Task directions: Reproduce every one of the items below word for word, but leave the pictures out.

------------------------------------------------

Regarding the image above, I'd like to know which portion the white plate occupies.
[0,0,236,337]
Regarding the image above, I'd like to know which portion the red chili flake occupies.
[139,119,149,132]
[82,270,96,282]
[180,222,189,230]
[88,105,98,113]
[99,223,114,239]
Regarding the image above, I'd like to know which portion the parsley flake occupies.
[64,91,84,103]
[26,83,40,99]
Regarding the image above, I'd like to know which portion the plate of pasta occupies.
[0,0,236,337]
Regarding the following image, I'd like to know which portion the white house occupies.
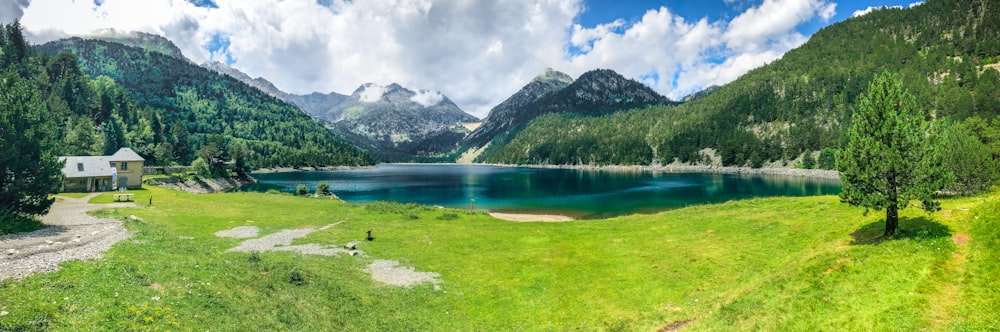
[59,148,146,191]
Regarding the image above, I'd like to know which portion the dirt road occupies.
[0,193,135,280]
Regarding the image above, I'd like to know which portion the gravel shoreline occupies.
[0,193,135,280]
[483,164,840,180]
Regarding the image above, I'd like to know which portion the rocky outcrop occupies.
[290,83,479,161]
[461,69,672,158]
[146,176,257,194]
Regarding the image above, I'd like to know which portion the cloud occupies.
[19,0,836,117]
[0,0,31,24]
[851,2,908,17]
[569,0,836,100]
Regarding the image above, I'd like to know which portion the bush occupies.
[0,209,45,235]
[191,157,212,178]
[802,151,816,169]
[938,125,1000,195]
[316,182,330,196]
[819,148,837,169]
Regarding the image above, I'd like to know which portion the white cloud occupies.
[0,0,31,24]
[19,0,836,117]
[410,90,444,107]
[851,2,904,17]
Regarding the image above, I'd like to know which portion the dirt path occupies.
[490,212,573,222]
[0,193,135,280]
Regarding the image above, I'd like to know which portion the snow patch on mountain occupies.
[410,90,444,107]
[358,83,386,103]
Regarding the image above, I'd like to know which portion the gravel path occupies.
[223,226,359,256]
[215,221,441,290]
[0,193,135,280]
[368,259,441,290]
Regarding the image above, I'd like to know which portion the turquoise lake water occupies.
[251,164,841,219]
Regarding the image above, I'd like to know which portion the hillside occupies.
[37,38,373,168]
[486,0,1000,167]
[289,83,479,161]
[462,69,671,162]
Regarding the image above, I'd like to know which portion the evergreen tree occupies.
[837,72,949,236]
[104,116,128,156]
[940,125,1000,195]
[316,182,330,196]
[0,71,63,221]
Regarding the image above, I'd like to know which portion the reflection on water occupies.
[251,164,841,218]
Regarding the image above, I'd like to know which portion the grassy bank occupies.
[0,188,1000,330]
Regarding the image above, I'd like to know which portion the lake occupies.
[251,164,841,219]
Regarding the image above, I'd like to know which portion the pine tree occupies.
[837,72,950,236]
[0,70,63,220]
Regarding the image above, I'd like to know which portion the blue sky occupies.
[11,0,912,117]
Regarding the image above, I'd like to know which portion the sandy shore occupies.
[250,166,375,174]
[490,212,574,222]
[490,164,840,180]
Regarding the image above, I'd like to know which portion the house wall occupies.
[61,176,111,192]
[111,161,144,189]
[62,178,90,192]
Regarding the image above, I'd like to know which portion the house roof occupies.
[59,156,111,178]
[59,148,145,178]
[108,148,146,161]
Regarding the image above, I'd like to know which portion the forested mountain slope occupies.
[486,0,1000,168]
[289,83,479,162]
[462,69,671,163]
[37,38,374,167]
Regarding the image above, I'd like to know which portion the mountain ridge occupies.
[461,69,673,162]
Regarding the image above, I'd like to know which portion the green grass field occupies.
[0,187,1000,331]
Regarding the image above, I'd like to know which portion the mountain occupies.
[195,62,479,162]
[285,92,347,118]
[462,69,672,161]
[289,83,479,161]
[472,0,1000,168]
[86,28,189,61]
[36,38,374,168]
[462,68,573,148]
[201,61,290,102]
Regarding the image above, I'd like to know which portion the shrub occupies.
[802,151,816,169]
[819,148,837,169]
[191,157,212,178]
[316,182,330,196]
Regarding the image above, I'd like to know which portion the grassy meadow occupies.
[0,186,1000,331]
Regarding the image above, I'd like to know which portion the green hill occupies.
[0,187,1000,331]
[480,0,1000,168]
[36,38,374,168]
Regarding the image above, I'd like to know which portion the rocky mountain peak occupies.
[532,67,573,85]
[83,28,190,62]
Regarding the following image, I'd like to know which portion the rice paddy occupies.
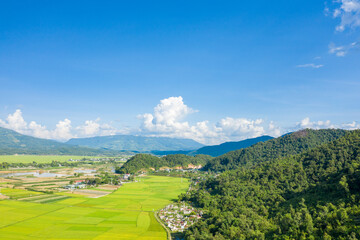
[0,176,188,240]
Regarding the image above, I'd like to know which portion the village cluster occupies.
[159,202,203,232]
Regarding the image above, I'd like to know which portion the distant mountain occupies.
[115,153,212,173]
[67,135,204,152]
[204,129,347,171]
[0,127,119,156]
[190,136,273,157]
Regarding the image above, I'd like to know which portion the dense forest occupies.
[115,154,212,173]
[180,130,360,239]
[204,129,346,171]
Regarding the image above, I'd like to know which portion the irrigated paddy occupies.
[0,176,188,240]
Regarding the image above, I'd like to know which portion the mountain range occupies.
[0,127,119,156]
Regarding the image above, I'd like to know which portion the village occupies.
[159,202,203,232]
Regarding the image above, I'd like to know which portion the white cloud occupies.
[333,0,360,32]
[329,42,359,57]
[0,102,360,145]
[0,109,120,141]
[139,97,280,144]
[76,118,118,137]
[296,63,324,68]
[52,118,76,140]
[342,121,360,130]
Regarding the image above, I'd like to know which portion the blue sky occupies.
[0,0,360,144]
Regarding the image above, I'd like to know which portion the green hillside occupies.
[190,136,273,157]
[205,129,346,171]
[67,135,203,152]
[0,125,119,156]
[116,154,212,173]
[182,130,360,240]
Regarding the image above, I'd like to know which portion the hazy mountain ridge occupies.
[67,135,204,152]
[0,127,119,155]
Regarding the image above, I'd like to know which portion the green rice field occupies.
[0,155,101,163]
[0,176,189,240]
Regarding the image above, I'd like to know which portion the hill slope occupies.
[0,127,118,156]
[116,153,212,173]
[190,136,273,157]
[182,130,360,240]
[67,135,203,152]
[205,129,347,171]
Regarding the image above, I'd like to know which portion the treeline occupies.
[204,129,346,172]
[115,154,212,173]
[0,161,82,169]
[181,130,360,239]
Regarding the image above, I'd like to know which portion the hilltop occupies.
[205,129,347,171]
[189,136,273,157]
[181,130,360,239]
[0,127,119,156]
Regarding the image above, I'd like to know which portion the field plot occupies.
[0,176,188,240]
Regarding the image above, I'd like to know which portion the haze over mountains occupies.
[0,127,118,156]
[0,125,273,157]
[67,135,204,152]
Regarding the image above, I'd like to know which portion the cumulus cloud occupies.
[333,0,360,32]
[296,63,324,69]
[139,96,280,144]
[329,42,360,57]
[0,109,118,141]
[76,118,118,137]
[0,101,360,145]
[342,121,360,130]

------------------------------------------------

Complete answer:
Regarding the image above, I'd like to know which portion the white plate occupies.
[0,0,236,337]
Regarding the image above, I'd like to know which portion the red chili flake occupies.
[139,119,149,132]
[82,270,96,282]
[180,222,189,230]
[88,105,98,113]
[99,223,114,239]
Regarding the image above, I'd like to know which portion the parsley flake occupies.
[64,91,84,103]
[26,83,40,99]
Regarding the image above, I'd like to know which portion the plate of pasta occupies.
[0,0,236,337]
Regarding the following image, I'd like to know which portion the white house occupies.
[59,148,146,191]
Regarding the image above, I'd like to know which portion the dirt road occupies.
[0,193,135,280]
Regarding the image above, I'd like to know which portion the gravel shoreline occupies.
[0,193,135,280]
[483,164,840,180]
Regarding the image above, I'd like to know which portion the rocky outcrop occupies.
[290,83,479,161]
[461,69,672,158]
[146,176,257,194]
Regarding the image above, I'd like to know which portion the cloud occupies.
[19,0,836,117]
[0,0,31,24]
[851,2,908,17]
[569,0,836,100]
Regarding the image above, I'd like to know which portion the bush occupies.
[0,209,45,235]
[191,157,212,178]
[802,151,816,169]
[938,125,1000,195]
[316,182,330,196]
[819,148,837,169]
Regarding the image above, I'd like to know which portion the white cloud occupies.
[0,0,31,24]
[19,0,836,117]
[410,90,444,107]
[851,2,904,17]
Regarding the image above, I'd like to know which portion the dirt path occupies.
[490,212,573,222]
[0,193,135,280]
Regarding the image above, I'd like to know which portion the snow patch on mountain occupies.
[410,90,444,107]
[358,83,386,103]
Regarding the image above, I'd like to know which portion the gravel path occupies.
[223,226,359,256]
[215,221,441,290]
[0,193,135,280]
[368,259,441,290]
Regarding the image above, I'd like to know which portion the turquoise lake water occupies.
[251,164,841,219]
Regarding the image above, I'd like to know which portion the hillside occupies.
[37,38,373,168]
[486,0,1000,167]
[289,83,479,161]
[462,69,671,162]
Regarding the image above, I'd like to know which portion the evergreen tree occupies.
[837,72,949,236]
[104,116,128,156]
[940,125,1000,195]
[316,182,330,196]
[0,71,63,221]
Regarding the image above, I'd like to know which portion the reflection on water occupies.
[251,164,841,218]
Regarding the image above, I'd like to know which portion the grassy bank occupies.
[0,188,1000,330]
Regarding the image above, I'd like to know which portion the lake occupies.
[251,164,841,219]
Regarding the image above, I'd like to know which portion the pine tree occupies.
[837,72,950,236]
[0,70,63,220]
Regarding the image above, I'd like to know which portion the blue sky occupies.
[11,0,912,117]
Regarding the image above, I'd like to know which portion the sandy shore occupies.
[250,166,375,174]
[490,212,574,222]
[490,164,840,180]
Regarding the image above, I'd like to know which portion the house wall occupies.
[61,176,111,192]
[111,161,144,189]
[62,178,90,192]
Regarding the image above, I'd like to know which portion the house roof occupies.
[59,156,111,178]
[59,148,145,178]
[108,148,146,161]
Regarding the image above, I'd like to know which portion the forested mountain slope occupies.
[486,0,1000,168]
[289,83,479,162]
[462,69,671,163]
[37,38,374,167]
Regarding the image above, I'd like to know which portion the mountain ridge occupies.
[461,69,673,162]
Regarding the image above, I'd like to know which portion the green grass field occupies.
[0,187,1000,331]
Regarding the image above, I'd like to know which portion the mountain occupies.
[195,62,479,162]
[285,92,347,118]
[462,69,672,161]
[289,83,479,161]
[472,0,1000,168]
[86,28,189,61]
[36,38,374,168]
[462,68,573,148]
[201,61,290,102]
Regarding the image above, I'd like to know which portion the shrub occupies.
[802,151,816,169]
[819,148,837,169]
[191,157,212,178]
[316,182,330,196]
Regarding the image above, I'd like to know which portion the grassy meadow occupies.
[0,186,1000,331]
Regarding the image above, I'd like to know which portion the green hill occupies.
[0,187,1000,331]
[480,0,1000,168]
[36,38,374,168]
Regarding the image above, I'd like to know which portion the rocky mountain peak occupies.
[532,67,573,85]
[83,28,190,62]
Regarding the following image, I'd like to know which portion the rice paddy occupies.
[0,176,188,240]
Regarding the image above, I'd like to know which portion the village cluster occupies.
[159,202,203,232]
Regarding the image above, I'd like to know which portion the distant mountain occupies.
[115,153,212,173]
[67,135,204,152]
[204,129,347,171]
[0,127,119,156]
[190,136,273,157]
Regarding the image above, I'd like to know which portion the dense forest occupies.
[115,154,212,173]
[180,130,360,239]
[204,129,346,171]
Regarding the image above, I'd like to know which portion the irrigated paddy occupies.
[0,176,188,240]
Regarding the image above, I'd like to know which portion the mountain range occupies.
[0,127,119,156]
Regarding the image above, I'd like to know which portion the village occupies.
[159,202,203,232]
Regarding the image above, I'd like to know which portion the white cloud occupies.
[333,0,360,32]
[329,42,359,57]
[0,102,360,145]
[0,109,120,141]
[139,97,280,144]
[76,118,118,137]
[296,63,324,68]
[52,118,76,140]
[342,121,360,130]
Regarding the image above, I'd like to know which portion the blue sky occupies.
[0,0,360,144]
Regarding the image above, I'd like to know which portion the green hillside occupies.
[190,136,273,157]
[205,129,346,171]
[67,135,203,152]
[0,125,119,156]
[116,154,212,173]
[182,130,360,240]
Regarding the image above, I'd like to know which portion the hazy mountain ridge occupies.
[67,135,204,152]
[0,127,119,155]
Regarding the image above, I'd like to know which portion the green rice field occupies.
[0,155,101,163]
[0,176,189,240]
Regarding the image above, I'd like to know which portion the hill slope occupies.
[0,127,118,156]
[116,153,212,173]
[190,136,273,157]
[182,130,360,240]
[67,135,203,152]
[205,129,347,171]
Regarding the image above, I'd like to know which portion the treeline occupies.
[204,129,346,172]
[115,154,212,173]
[0,161,82,169]
[181,130,360,239]
Regarding the image above, I'd like to know which portion the hilltop occupies.
[205,129,347,171]
[189,136,273,157]
[181,130,360,239]
[0,127,119,156]
Regarding the image above, I'd like to know which portion the field plot occupies.
[0,176,188,240]
Regarding the image above, I'd like to know which portion the haze over mountains occupies.
[0,127,118,156]
[0,125,273,157]
[67,135,204,152]
Regarding the image above, I'd like to know which portion the cumulus cloud occupies.
[333,0,360,32]
[296,63,324,69]
[139,96,280,144]
[329,42,360,57]
[0,109,118,141]
[76,118,118,137]
[0,101,360,145]
[342,121,360,130]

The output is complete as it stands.